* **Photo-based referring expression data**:

►

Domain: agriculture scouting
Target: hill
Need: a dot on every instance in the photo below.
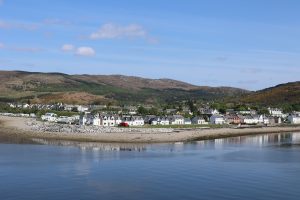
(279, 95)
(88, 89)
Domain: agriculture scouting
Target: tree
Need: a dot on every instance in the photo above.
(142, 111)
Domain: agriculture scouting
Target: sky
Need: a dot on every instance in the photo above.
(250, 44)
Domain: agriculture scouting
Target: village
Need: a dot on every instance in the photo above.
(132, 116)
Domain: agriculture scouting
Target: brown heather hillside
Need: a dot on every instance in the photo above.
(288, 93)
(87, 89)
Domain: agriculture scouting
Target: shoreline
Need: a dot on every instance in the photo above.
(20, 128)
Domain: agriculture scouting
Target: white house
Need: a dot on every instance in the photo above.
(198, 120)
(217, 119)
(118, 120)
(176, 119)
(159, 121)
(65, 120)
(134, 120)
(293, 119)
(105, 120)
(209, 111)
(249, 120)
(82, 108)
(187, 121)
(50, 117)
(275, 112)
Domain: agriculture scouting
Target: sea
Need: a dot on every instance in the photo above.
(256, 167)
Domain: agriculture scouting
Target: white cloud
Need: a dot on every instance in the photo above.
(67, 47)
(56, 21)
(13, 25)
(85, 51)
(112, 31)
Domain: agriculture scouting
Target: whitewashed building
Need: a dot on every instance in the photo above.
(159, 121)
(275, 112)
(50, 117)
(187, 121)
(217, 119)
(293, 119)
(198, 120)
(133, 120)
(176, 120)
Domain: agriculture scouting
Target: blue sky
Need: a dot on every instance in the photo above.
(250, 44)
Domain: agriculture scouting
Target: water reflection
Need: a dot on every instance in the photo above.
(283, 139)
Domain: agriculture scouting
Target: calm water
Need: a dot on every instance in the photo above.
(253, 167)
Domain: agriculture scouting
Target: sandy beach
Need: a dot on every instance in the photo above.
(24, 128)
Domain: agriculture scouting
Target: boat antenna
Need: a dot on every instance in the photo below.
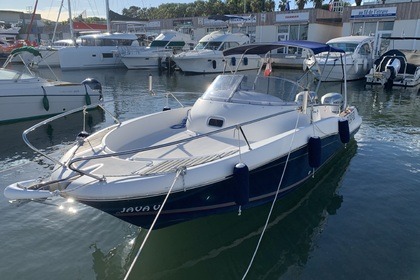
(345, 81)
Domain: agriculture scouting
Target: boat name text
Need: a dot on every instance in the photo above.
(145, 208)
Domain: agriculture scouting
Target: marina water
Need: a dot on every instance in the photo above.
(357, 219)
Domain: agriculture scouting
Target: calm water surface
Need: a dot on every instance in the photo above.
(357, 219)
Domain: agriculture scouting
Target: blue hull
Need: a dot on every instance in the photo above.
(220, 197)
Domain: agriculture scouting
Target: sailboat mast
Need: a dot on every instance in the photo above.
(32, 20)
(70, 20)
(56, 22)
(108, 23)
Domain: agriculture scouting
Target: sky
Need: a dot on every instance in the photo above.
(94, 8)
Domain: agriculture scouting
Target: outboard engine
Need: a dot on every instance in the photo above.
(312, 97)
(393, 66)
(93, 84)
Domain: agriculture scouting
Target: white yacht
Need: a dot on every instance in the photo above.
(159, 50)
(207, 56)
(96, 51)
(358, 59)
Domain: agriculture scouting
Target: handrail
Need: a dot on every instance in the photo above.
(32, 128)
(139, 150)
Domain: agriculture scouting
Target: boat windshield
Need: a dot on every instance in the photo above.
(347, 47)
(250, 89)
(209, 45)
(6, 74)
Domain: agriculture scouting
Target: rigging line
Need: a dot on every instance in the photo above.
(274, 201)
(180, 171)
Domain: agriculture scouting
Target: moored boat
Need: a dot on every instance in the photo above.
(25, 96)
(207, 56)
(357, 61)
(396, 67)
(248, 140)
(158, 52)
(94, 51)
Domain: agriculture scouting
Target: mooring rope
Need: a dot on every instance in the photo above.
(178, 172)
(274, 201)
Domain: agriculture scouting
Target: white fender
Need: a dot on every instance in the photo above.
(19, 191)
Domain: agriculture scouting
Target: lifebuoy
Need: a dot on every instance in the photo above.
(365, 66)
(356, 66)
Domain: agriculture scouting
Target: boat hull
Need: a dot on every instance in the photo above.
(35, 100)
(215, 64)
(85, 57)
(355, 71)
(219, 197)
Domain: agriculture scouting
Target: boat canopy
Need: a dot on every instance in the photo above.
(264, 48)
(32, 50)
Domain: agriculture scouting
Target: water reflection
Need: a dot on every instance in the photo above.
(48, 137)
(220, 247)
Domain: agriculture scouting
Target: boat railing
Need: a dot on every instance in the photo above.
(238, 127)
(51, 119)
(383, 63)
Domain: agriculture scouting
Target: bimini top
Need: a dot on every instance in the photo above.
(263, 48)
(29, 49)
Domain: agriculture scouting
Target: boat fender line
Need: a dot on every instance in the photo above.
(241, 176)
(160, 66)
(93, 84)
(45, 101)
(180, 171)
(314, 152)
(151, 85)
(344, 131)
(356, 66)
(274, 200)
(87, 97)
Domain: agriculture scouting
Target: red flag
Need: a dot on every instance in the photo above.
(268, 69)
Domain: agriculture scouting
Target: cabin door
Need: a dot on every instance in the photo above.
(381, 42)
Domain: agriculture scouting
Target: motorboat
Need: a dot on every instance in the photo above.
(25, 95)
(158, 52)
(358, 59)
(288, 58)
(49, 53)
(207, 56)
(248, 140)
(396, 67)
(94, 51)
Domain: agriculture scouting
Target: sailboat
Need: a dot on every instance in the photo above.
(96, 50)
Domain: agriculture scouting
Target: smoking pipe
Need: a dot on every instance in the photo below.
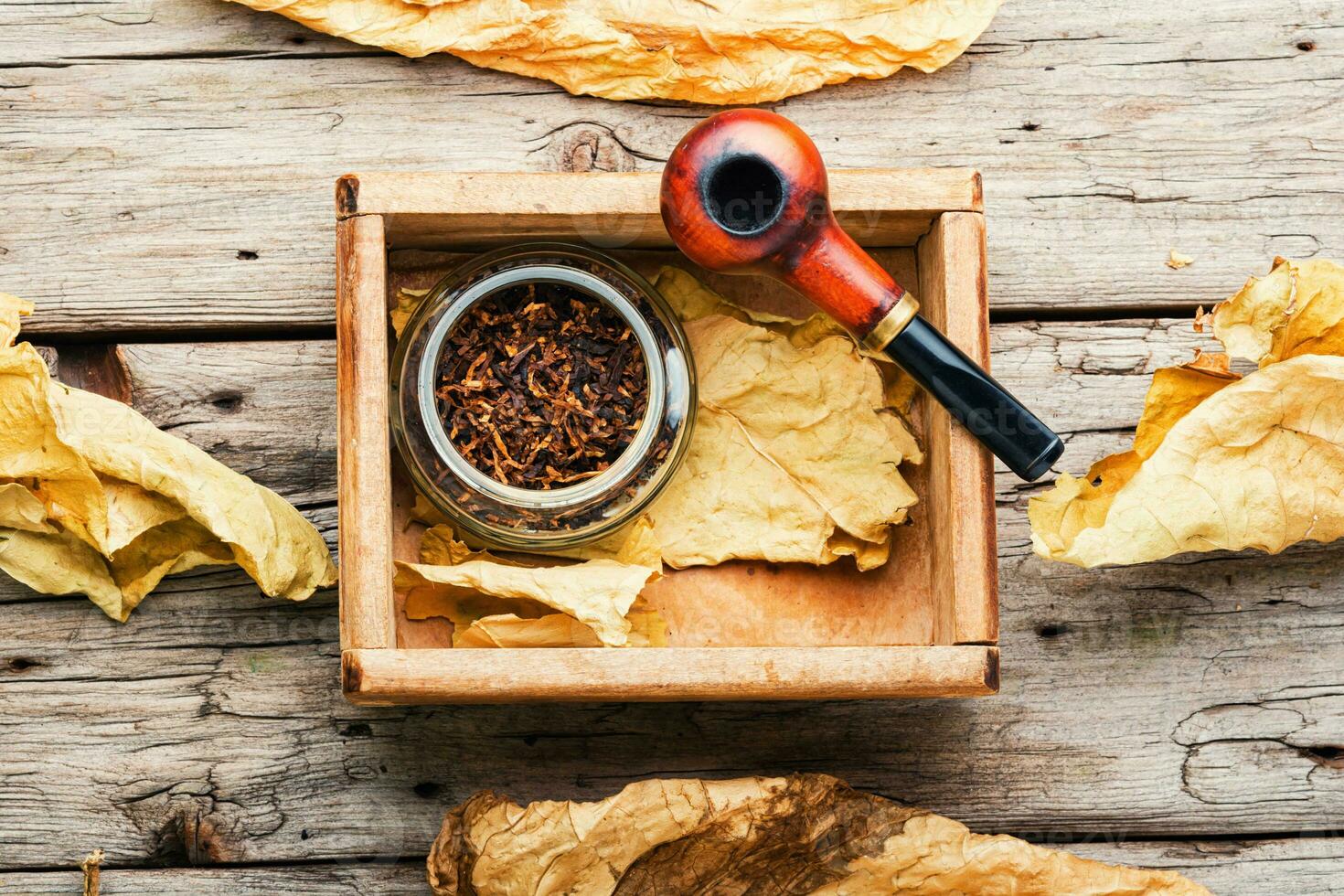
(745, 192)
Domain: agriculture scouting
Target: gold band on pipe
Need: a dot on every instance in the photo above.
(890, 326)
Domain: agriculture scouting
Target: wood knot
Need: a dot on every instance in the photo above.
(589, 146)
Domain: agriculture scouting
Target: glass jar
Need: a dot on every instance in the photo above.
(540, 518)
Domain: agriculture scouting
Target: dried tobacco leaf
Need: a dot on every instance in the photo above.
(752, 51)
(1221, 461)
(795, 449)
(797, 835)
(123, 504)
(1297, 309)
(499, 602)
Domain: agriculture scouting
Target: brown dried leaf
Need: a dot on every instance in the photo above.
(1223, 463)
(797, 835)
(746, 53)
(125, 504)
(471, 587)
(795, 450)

◄

* **Exercise brief**:
The copy must start at the line containing "Target: motorboat" and end at the last line of the data, matching each line exactly. It must hold no pictures.

* **Final answer**:
Target: motorboat
Need: a dot on every instance in the photo above.
(25, 95)
(158, 52)
(358, 59)
(288, 58)
(49, 53)
(207, 56)
(248, 140)
(396, 67)
(94, 51)
Domain: agriculture scouting
Target: sailboat
Need: a dot on every instance in the photo above.
(96, 50)
Domain: agriculture scouting
Target: smoking pipe
Need: a dot on every instance in the photo below.
(745, 192)
Domain: agriculture scouting
Target: gold band on pipe
Need: a dot on every instance in the photo above.
(890, 326)
Domain: agriculture scouting
Target: wood knot
Need: a dot on every instance in the photo above.
(589, 146)
Domain: agriculture scouting
Target: glass jar
Need: a dot on every instance in the photo above.
(540, 518)
Domain: agriculture scouting
Target: dried tobacco leaf
Need: a dot on every instance in the photo above.
(752, 51)
(1221, 461)
(795, 449)
(797, 835)
(123, 504)
(1297, 309)
(499, 602)
Domain: agriculture scouting
Target: brown dried leaf
Need: a dot on every instance in the photo above.
(1223, 463)
(797, 835)
(746, 53)
(125, 504)
(471, 587)
(795, 450)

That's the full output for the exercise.